The problem.
Return the listing word for word, from the line containing "Find the white tail" down to the end of the listing, and leave the pictures out.

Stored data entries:
----
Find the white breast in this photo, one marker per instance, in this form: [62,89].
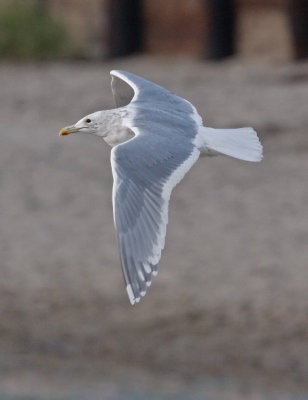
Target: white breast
[118,135]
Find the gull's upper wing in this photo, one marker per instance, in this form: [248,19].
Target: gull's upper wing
[145,170]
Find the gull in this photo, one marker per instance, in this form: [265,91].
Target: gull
[156,137]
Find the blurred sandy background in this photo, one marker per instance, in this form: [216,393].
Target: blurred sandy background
[226,317]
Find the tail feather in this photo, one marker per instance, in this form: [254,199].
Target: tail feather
[242,143]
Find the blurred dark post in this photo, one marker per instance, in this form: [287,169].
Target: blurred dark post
[220,38]
[299,24]
[125,29]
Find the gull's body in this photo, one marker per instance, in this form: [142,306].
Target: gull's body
[156,138]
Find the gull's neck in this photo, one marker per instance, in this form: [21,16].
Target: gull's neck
[112,126]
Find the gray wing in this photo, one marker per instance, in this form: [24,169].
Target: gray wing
[145,170]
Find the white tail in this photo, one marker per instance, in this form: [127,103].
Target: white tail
[242,143]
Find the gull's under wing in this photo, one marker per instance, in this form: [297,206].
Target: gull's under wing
[127,87]
[145,170]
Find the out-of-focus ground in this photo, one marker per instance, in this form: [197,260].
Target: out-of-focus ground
[228,310]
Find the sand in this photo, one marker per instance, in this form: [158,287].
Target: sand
[231,296]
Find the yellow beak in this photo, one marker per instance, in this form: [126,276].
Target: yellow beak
[67,130]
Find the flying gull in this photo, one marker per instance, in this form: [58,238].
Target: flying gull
[156,137]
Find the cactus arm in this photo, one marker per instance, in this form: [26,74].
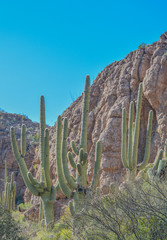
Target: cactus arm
[157,160]
[71,207]
[79,169]
[33,180]
[123,142]
[14,195]
[67,175]
[97,166]
[81,154]
[148,143]
[85,156]
[42,133]
[71,160]
[62,182]
[162,165]
[6,173]
[21,163]
[137,127]
[53,194]
[46,161]
[85,112]
[165,149]
[23,140]
[74,148]
[41,211]
[130,135]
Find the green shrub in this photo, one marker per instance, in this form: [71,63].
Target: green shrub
[9,228]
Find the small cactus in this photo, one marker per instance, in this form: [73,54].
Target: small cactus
----
Answer in full.
Find the white tail in this photo, one marker per instance, in this form: [127,103].
Target: white tail
[242,143]
Find the gull's under wing in this photo, one marker per instance, in this form: [297,206].
Target: gull's under wing
[127,87]
[145,170]
Find the out-of-focus ground in this photo, one marker per instance, in this form: [197,260].
Target: out-of-focus ground
[228,310]
Find the sand in this photo, one marker per instance, in this form: [158,287].
Target: sand
[231,296]
Find the yellow beak in this photo, one marker per instance, in this form: [126,276].
Target: yellow beak
[67,130]
Find the flying gull in this photo, one marker per instance, in this form: [58,238].
Target: flying gull
[156,137]
Find the cactus arm in this photo, one marker per instance, in this form: [26,74].
Target: cactus arm
[157,160]
[71,207]
[79,169]
[33,180]
[123,142]
[14,195]
[67,175]
[97,166]
[81,154]
[148,143]
[85,156]
[42,133]
[71,160]
[62,182]
[162,165]
[6,173]
[21,163]
[137,127]
[53,194]
[46,161]
[85,112]
[165,149]
[23,140]
[74,148]
[41,211]
[130,135]
Find the green shrub in this photo, one marker per instance, in this form: [71,63].
Target: green shrub
[9,228]
Find the small cactus in this photo, one marker per instance, in this form: [73,54].
Target: small cactus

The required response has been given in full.